* **What is required**:
Rewrite the rows below, changing each "pixel coordinates" to "point coordinates" and leaving all other text unaltered.

* **Stored data**:
☆ ☆ ☆

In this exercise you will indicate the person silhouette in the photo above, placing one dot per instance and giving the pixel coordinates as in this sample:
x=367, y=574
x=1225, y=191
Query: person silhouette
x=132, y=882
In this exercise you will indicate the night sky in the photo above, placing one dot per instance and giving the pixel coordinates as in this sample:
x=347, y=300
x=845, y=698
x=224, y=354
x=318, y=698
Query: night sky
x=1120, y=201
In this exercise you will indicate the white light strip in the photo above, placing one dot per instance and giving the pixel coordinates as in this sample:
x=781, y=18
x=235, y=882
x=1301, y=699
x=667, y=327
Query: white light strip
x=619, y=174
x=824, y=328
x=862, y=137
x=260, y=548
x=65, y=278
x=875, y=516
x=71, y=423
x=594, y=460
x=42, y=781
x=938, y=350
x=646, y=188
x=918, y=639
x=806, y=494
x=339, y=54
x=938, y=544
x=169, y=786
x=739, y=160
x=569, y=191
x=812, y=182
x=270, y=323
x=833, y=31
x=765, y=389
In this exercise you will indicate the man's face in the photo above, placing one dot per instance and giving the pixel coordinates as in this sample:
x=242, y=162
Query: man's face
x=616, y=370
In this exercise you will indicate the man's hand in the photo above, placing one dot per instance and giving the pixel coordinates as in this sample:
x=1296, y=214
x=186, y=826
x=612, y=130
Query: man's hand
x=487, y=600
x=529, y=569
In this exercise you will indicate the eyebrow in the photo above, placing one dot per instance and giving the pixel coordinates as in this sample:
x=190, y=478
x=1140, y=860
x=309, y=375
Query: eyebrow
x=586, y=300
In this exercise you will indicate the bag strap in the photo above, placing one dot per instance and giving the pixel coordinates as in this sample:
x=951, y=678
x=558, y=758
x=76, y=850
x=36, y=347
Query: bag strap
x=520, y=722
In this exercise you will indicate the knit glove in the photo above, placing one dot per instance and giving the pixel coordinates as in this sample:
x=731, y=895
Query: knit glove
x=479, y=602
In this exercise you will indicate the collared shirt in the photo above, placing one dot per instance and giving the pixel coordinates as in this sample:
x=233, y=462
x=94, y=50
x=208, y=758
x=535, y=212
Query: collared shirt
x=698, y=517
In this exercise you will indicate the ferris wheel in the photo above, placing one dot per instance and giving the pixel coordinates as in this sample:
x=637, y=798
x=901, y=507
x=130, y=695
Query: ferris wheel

☆ ☆ ☆

* **Final result**:
In this exercise you will indicate the person silhouette in the photo above, placing one dot per instance and giving the point coordinates as in this sample:
x=367, y=574
x=1225, y=191
Query: person silhouette
x=132, y=882
In this exercise you will indicate the night sky in the photo above, placing one dot per instance and giving the point coordinates as in this sample:
x=347, y=300
x=845, y=698
x=224, y=354
x=318, y=698
Query: night sky
x=1120, y=201
In this exercise you will indicate the white light strip in the photo above, placing one dot per instance and giving the point coordinates as in this sample:
x=781, y=18
x=235, y=882
x=1301, y=699
x=667, y=327
Query: white light strip
x=619, y=174
x=824, y=328
x=862, y=137
x=260, y=548
x=65, y=278
x=875, y=516
x=71, y=423
x=594, y=460
x=42, y=781
x=938, y=350
x=646, y=188
x=918, y=639
x=806, y=494
x=339, y=54
x=938, y=544
x=169, y=786
x=739, y=160
x=569, y=191
x=812, y=182
x=270, y=323
x=833, y=31
x=765, y=389
In this exercise you will indicate the man's face in the photo above, placing one dot per instance and giving the point coordinates as in this sample:
x=242, y=162
Query: man's face
x=616, y=370
In this exercise you will indicate the man's hand in the photo above, placing one dot per instance and giving the point coordinates as in this sample:
x=1296, y=214
x=186, y=826
x=612, y=130
Query: man's hand
x=487, y=600
x=529, y=569
In this exercise you will indicate the eyebrow in the photo above, placing one dot per instance and giving the point coordinates as in this sample:
x=190, y=478
x=1140, y=860
x=309, y=375
Query: eyebrow
x=586, y=300
In this exercise you will indicate the bag strap in the photo above, placing one dot per instance and giving the point coordinates as in this sample:
x=951, y=678
x=558, y=758
x=76, y=850
x=36, y=347
Query: bag strap
x=520, y=722
In this exercise you will indicate the knit glove in the photo above, placing one dot per instance and giving the point coordinates as in this sample:
x=731, y=895
Query: knit glove
x=479, y=602
In this exercise you will indicate the collared shirt in the photo above, placing one dot per instance and giving the point coordinates as in this sample:
x=233, y=462
x=94, y=50
x=208, y=758
x=535, y=212
Query: collared shirt
x=698, y=517
In this exercise you will indicate the ferris wheel in the photo above, placing one dot per instance and giving the point coordinates as in this sample:
x=637, y=798
x=901, y=507
x=130, y=695
Query: ferris wheel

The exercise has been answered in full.